- _Work to complete_:
A - Answer these from the silk painting lesson:
(i) What two ways does it give for keeping the scarf in place while you trace?
(ii) Which gutta is used for the eyes and nostrils?
(iii) What happens if you cut the tip off a gutta tube that already has a hole?
B - Print the part of the silk painting lesson starting with "Use clear gutta" and going on through "using clear gutta.".
C - Proceed with the silk painting lesson from the point where it stops.

- _Excerpted passage_:
## begin
Monday, January 30, 2012

Silk Painting - Class 4


This week we're going to transfer a simple design to a silk scarf, outline the design with gutta, fill in the shapes, and learn how to fill in the background.  You can use my sheep design, draw your own, or use one you find.  Coloring pages and stained glass designs work real well - just Google what you want and you'll most likely come up with tons!  (Example - "cat coloring page")  This is the fourth in a silk painting series - see Lesson One for basic information and Lessons Two and Three to catch up on the skills we've been learning.

Materials:
*silk scarf - washed and ironed
*clear and black water based gutta
*Seta Silk Paint - I used yellow, green, red, turquoise, gray, chestnut, caramel, and black
*rubbing or isopropyl  alcohol
*a few cotton swabs
*simple design - my sheep design is here 
alternate Word document design is here

1.  Print off your design.  You want something with simple lines with no lines close to each other.



2.  Lay your scarf over the first design.  I wanted my sheep to look like they were tumbling around the meadow, so I just randomly placed them around the scarf.



Using a soft pencil, lightly trace the lines.  You can either hold the scarf in place with tape or place something heavy (like a filled water bottle) at the top of the space you're working on.


3.  Stretch the scarf onto a frame.



4.  Go over all the sheep outlines and inner curls with black gutta.  When I opened a new tube of black gutta to outline this, I discovered the applicator tube now has a hole already in it (it probably happened a long time ago - I haven't silk painted in awhile).  Check and see if yours does and if so, don't cut the tip off.  You'll only get a wider applicator hole and for this project, fine lines are best.

While you're going over the lines, pay careful attention to connecting each line together so that when you paint, the paint will not pass the gutta lines.  Don't worry about the curls inside connecting.

Use clear gutta to put in the eyes and nostrils.



5.  We're going to divide our backgrounds up into smaller, more manageable sections.  You'll soon discover why!  I put each sheep on a little hill and added a couple tufts of grass, using clear gutta.
## end
- _Information supplied_:
## begin
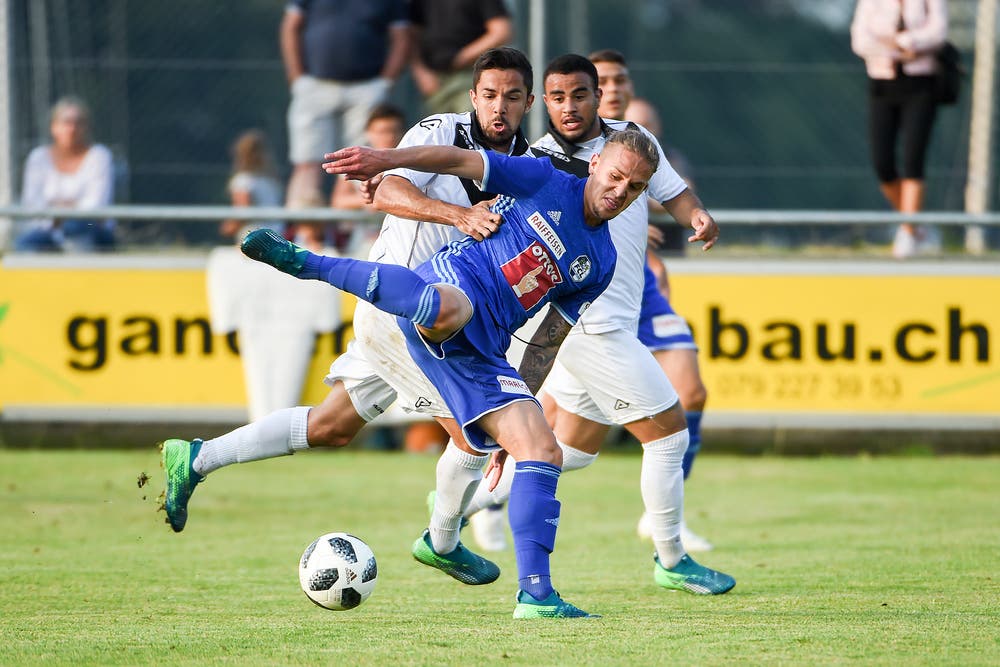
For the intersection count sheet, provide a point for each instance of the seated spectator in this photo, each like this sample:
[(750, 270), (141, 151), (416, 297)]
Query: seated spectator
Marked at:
## end
- _Results for the exercise_:
A -
(i) Tape, or something heavy (like a filled water bottle) at the top of the space you're working on.
(ii) Clear gutta.
(iii) You'll only get a wider applicator hole.

B -
Use clear gutta to put in the eyes and nostrils.



5.  We're going to divide our backgrounds up into smaller, more manageable sections.  You'll soon discover why!  I put each sheep on a little hill and added a couple tufts of grass, using clear gutta.

C -
6.  Continue doing this until all sheep are on hills and all hill lines connect to each other or the edge of the scarf.  Let everything completely dry.



7.  If you accidentally drip clear gutta somewhere you don't want it to be, wipe off and sponge the area with a wet cloth.  If you accidentally drip black gutta, work it into your design!  It's there for good.



8.  When your gutta is dry, hold your frame up to a bright light and look for tiny gaps in the lines and any lines that are somewhat transparent.  The little teeniest break in the gutta will allow paint to leak out, so go over any lines you're not sure of.

When your gutta fixes are completely dry, you're ready to paint.  Before starting, pour a little alcohol into a cup, grab a couple of cotton swabs, and put it in an easy to reach place.  If you missed any tiny gaps in your gutta and a color starts leaking out, you can immediately swab a little alcohol around the leak and it should stop it.



9.  First paint all the ears, faces, and legs with black.  I like to squeeze a little of each color into its own plastic cup.  I used a medium watercolor brush and first painted around the edges with gray.  I then added caramel to the middle and scrubbed the edges a bit to blend them.  Lastly, I added a tiny bit of chestnut to the caramel and scrubbed it around.  Be gentle with the scrubbing - water based gutta can be scrubbed off.  Work quickly to avoid color lines!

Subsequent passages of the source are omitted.